| RECORDS FOR PROCESSING |
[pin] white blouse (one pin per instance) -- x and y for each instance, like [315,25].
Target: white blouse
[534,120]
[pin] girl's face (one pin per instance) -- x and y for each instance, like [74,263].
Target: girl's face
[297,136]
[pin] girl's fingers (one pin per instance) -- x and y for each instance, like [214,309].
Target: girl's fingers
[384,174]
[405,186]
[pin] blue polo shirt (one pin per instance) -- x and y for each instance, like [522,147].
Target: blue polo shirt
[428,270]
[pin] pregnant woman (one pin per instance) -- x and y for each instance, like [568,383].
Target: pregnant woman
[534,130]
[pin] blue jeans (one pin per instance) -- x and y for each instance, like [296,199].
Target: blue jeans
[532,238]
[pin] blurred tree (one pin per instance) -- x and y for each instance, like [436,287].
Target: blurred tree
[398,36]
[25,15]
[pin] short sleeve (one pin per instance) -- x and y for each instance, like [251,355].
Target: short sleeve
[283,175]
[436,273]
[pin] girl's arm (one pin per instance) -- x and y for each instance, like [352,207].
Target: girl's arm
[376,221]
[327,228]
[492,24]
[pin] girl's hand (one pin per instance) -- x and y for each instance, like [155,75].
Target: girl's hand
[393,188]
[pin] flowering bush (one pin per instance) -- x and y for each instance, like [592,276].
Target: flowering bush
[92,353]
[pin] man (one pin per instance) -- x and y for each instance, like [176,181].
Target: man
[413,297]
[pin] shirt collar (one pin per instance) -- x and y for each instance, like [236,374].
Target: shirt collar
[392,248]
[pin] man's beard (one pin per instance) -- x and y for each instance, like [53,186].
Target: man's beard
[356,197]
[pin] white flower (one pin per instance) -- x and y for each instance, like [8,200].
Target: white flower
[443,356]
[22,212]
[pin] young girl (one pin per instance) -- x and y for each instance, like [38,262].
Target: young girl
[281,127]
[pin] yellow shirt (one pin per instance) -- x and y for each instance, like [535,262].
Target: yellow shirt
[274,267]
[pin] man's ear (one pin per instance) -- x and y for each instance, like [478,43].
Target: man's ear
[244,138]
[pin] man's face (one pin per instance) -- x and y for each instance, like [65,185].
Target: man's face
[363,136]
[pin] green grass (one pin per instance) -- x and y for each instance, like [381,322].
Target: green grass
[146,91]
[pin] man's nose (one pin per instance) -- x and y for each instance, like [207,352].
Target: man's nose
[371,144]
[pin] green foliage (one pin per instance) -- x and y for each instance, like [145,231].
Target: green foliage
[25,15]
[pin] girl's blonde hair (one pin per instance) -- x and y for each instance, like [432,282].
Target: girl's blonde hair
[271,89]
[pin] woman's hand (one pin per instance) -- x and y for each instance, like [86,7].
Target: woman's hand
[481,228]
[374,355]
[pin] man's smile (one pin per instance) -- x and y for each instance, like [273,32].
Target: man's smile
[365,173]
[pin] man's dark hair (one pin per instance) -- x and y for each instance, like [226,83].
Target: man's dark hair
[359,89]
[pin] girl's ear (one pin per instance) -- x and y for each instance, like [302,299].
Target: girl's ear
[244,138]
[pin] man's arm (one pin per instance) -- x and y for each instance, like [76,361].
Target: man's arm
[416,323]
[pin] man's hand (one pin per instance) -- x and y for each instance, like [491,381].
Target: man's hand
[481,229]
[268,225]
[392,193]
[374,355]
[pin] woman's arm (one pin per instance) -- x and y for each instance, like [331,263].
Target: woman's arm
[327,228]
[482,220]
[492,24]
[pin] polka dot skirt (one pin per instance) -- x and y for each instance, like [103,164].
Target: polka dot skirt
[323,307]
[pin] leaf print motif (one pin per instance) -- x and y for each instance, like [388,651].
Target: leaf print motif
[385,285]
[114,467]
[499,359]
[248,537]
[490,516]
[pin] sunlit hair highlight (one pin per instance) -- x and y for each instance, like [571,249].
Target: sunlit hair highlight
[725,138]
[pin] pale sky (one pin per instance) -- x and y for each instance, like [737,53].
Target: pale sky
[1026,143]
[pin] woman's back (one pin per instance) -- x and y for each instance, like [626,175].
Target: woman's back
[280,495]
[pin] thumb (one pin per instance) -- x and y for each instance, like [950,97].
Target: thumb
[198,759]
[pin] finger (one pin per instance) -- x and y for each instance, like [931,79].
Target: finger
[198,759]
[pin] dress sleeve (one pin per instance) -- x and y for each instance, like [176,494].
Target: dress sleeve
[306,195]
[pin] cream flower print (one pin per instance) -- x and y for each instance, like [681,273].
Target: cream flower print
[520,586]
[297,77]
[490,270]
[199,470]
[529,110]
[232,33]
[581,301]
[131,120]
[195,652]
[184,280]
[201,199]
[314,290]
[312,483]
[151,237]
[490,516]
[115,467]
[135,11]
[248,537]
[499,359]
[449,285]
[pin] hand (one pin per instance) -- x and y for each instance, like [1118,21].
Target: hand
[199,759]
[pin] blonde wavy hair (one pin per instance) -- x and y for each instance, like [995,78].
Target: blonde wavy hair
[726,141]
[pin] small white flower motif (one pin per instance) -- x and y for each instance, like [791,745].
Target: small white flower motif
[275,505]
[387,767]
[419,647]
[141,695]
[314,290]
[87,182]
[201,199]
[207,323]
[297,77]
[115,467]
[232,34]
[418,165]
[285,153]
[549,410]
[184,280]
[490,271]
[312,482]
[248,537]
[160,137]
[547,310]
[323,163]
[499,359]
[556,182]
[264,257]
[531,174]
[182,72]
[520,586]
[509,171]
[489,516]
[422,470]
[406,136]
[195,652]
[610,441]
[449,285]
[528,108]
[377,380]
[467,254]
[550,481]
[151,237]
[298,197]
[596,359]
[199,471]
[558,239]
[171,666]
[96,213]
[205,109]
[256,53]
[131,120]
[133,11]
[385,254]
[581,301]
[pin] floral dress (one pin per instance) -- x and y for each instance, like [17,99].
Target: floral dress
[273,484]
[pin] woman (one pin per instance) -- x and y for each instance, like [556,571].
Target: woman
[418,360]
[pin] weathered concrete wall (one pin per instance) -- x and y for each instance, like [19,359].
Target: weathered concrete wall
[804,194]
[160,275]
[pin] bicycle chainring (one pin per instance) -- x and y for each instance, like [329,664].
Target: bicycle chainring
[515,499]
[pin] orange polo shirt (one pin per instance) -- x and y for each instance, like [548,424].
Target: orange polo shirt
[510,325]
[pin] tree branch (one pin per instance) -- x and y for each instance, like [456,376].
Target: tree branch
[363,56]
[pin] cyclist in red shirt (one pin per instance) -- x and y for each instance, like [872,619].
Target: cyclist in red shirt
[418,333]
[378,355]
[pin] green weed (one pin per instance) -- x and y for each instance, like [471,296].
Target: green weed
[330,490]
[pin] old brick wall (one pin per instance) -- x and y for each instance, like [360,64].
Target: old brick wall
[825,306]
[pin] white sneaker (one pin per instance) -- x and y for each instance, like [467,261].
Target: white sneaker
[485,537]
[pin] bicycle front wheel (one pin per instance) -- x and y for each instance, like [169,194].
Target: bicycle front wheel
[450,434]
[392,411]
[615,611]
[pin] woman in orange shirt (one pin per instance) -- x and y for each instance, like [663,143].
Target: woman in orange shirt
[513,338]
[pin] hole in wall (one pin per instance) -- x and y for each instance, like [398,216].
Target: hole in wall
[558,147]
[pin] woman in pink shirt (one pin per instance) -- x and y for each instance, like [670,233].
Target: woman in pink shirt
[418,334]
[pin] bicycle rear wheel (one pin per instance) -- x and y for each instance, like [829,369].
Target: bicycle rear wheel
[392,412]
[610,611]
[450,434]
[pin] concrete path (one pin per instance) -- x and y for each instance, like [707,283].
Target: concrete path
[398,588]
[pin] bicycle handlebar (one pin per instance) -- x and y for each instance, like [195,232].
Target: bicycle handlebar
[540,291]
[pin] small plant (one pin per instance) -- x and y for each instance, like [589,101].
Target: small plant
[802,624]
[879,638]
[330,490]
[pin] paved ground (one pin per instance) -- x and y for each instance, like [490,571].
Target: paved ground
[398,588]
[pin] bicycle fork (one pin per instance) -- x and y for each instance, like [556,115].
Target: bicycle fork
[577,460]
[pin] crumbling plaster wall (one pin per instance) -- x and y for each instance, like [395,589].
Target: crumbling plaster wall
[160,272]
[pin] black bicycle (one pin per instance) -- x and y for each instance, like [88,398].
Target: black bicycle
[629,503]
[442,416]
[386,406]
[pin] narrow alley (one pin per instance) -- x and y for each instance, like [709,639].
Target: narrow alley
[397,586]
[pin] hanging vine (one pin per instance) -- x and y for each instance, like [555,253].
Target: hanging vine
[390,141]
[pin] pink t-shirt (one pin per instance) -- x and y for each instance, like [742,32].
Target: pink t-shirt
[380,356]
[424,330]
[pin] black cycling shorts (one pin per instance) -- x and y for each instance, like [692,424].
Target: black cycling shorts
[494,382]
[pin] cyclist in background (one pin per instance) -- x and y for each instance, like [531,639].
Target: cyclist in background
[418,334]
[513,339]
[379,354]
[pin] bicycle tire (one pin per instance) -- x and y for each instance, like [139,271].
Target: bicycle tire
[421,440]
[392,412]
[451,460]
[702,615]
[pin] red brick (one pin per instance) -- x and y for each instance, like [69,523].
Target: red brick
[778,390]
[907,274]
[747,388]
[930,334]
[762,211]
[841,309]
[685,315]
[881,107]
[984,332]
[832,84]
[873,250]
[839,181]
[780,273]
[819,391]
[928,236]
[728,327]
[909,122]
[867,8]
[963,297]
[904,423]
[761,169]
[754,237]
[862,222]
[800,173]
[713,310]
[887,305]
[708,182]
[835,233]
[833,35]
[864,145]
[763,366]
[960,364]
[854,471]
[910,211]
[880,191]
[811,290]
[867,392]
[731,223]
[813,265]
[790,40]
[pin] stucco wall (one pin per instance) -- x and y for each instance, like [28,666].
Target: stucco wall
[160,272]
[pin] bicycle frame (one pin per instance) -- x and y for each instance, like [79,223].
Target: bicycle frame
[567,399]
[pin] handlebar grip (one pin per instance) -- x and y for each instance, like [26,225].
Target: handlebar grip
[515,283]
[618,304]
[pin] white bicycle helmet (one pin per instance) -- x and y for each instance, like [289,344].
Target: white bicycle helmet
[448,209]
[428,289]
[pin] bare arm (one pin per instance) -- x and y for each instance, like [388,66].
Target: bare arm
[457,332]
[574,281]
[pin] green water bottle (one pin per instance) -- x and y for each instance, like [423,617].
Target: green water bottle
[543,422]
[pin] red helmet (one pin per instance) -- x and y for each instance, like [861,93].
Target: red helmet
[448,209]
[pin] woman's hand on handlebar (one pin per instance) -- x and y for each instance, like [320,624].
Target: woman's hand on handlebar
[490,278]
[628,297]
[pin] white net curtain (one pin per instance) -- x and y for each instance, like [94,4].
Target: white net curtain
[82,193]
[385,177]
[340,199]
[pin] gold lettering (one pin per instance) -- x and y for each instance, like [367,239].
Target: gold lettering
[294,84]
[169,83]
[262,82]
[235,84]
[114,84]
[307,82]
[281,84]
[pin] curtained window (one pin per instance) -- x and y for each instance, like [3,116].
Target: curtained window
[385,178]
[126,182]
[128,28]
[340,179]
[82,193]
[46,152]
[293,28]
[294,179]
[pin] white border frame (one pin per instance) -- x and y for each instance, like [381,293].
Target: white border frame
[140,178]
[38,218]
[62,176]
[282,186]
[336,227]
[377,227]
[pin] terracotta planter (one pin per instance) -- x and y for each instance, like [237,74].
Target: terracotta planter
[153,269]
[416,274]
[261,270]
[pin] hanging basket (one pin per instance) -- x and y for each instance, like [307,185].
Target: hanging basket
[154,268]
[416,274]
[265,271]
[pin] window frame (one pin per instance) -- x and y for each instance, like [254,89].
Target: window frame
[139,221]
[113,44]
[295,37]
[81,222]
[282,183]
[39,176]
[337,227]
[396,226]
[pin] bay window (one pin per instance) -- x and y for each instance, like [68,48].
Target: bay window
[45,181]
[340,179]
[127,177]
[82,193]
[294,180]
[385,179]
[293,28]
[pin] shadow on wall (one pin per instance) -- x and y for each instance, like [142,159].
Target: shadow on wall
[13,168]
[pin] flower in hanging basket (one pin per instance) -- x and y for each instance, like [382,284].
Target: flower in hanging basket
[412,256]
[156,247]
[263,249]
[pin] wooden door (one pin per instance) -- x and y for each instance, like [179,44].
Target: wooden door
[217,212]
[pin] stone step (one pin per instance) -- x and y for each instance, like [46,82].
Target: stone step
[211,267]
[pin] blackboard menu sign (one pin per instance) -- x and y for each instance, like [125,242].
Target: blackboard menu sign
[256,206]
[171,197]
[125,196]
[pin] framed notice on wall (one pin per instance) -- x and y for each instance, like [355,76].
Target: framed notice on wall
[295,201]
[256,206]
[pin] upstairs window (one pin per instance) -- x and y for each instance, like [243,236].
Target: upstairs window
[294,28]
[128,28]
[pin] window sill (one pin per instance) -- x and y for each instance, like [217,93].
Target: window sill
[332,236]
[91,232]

| PROBLEM TO SOLVE |
Transcribe exactly the line containing "[pin] blackboard menu" and all remaining lines of the material, ending with the last one.

| EXERCISE RESPONSE |
[pin] blackboard menu sign (one pin per instance) -- x and y for each instance, like [125,242].
Target: blackboard menu sign
[256,206]
[171,197]
[125,196]
[pin] framed notice on wall (one pin per instance) -- x and y for each instance, like [355,76].
Target: framed notice on wall
[295,201]
[256,206]
[pin] upstairs window (one pin per instance) -- x and y for each instance, like [243,236].
Target: upstairs window
[294,28]
[128,28]
[pin] window sill (one pin per instance) -- x and y for each instance, like [217,93].
Target: window sill
[332,236]
[91,232]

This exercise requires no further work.